---------- TEXT TO READ
A corporation has been engaged in the business of quarrying limestone and manufacturing various lime products. In 1962 land containing about one-half of its proven limestone reserves was taken by a state agency in a condemnation proceeding. The reduction in the corporation's usable reserves did not cause an immediate curtailment of its business activity. During the years 1963 through 1965 its production continued at the same or greater rate as during the years 1960 through 1962. Based on the amount of limestone quarried during the period 1960 through 1965, the remaining usable limestone reserve is sufficient to allow the corporation to maintain its present rate of production for another 18 to 27 years beyond the year 1965.
The corporation in 1965 received 4,500 x dollars as compensation for the taking of the land. Of this amount, 750 x dollars was invested in facilities for the manufacture of a lime product not previously manufactured by it, and 1,000 x dollars was set aside for further diversifecation or for acquisition of additional limestone reserves. Pursuant to a plan adopted in 1965 the corporation distributed in that year the remaining 2,000 x dollars (after reserving 750 x dollars for taxes) to its shareholders, pro rata, in redemption of a part of the only class of stock outstanding. At the time of redemption, the corporation had accumulated earnings and profits in excess of the amount of the distribution.
Section 346(a)(2) of the Code provides in part that a distribution shall be treated as in partial liquidation of a corporation if it is not essentially equivalent to a dividend, is in redemption of a part of the stock of the corporation pursuant to a plan, and occurs within the taxable year in which the plan is adopted or within the succeeding taxable year.
Section 1.346-1(a) of the Income Tax Regulations provides that a distribution which will qualify as a distribution in partial liquidation of a corporation under section 346(a)(2) of the Code is one which results from a genuine contraction of the corporate business, such as the distribution of unused insurance proceeds recovered as a result of a fire which destroyed part of the business causing a cessation of a part of its activities.
Under the foregoing facts, the entire distribution consisted of a part of the proceeds from the condemnation award. However, the condemnation did not cause any current cessation of business activity; the corporation can continue its operations to the same extent maintained prior to the condemnation for a considerable period of time; and there is no present plan to contract the operation of the business activities presently carried on. Accordingly, the distribution did not result from a genuine contraction of the corporate business. Therefore, the distribution does not qualify as a partial liquidation under section 346(a)(2) of the Code. Since section 346(a) of the Code is inapplicable and the distribution does not qualify under section 302(a) of the Code, as payment in exchange for the stock redeemed, the distribution by virtue of section 302(d) of the Code is treated as a distribution of property to which section 301 of the Code applies. Since the corporation had accumulated earnings and profits in excess of the amount distributed, the entire amount of the distribution to each shareholder is taxable as a dividend under the provisions of section 301 of the Code.
--------------------
GOAL: From the passage on the limestone corporation's condemnation award, extract verbatim the part that opens with the words containing "The corporation in" and closes with "of the distribution.".
---------- DATA EXCERPTS
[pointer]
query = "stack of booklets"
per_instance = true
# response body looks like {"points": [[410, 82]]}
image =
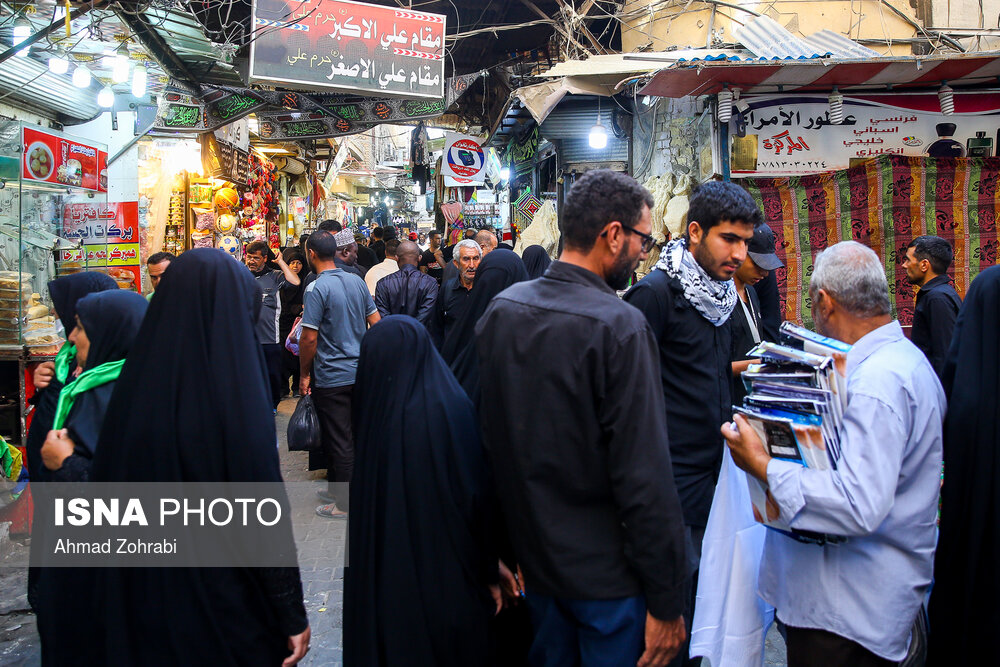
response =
{"points": [[796, 399]]}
--------------------
SOLUTION TO THE EXERCISE:
The corporation in 1965 received 4,500 x dollars as compensation for the taking of the land. Of this amount, 750 x dollars was invested in facilities for the manufacture of a lime product not previously manufactured by it, and 1,000 x dollars was set aside for further diversifecation or for acquisition of additional limestone reserves. Pursuant to a plan adopted in 1965 the corporation distributed in that year the remaining 2,000 x dollars (after reserving 750 x dollars for taxes) to its shareholders, pro rata, in redemption of a part of the only class of stock outstanding. At the time of redemption, the corporation had accumulated earnings and profits in excess of the amount of the distribution.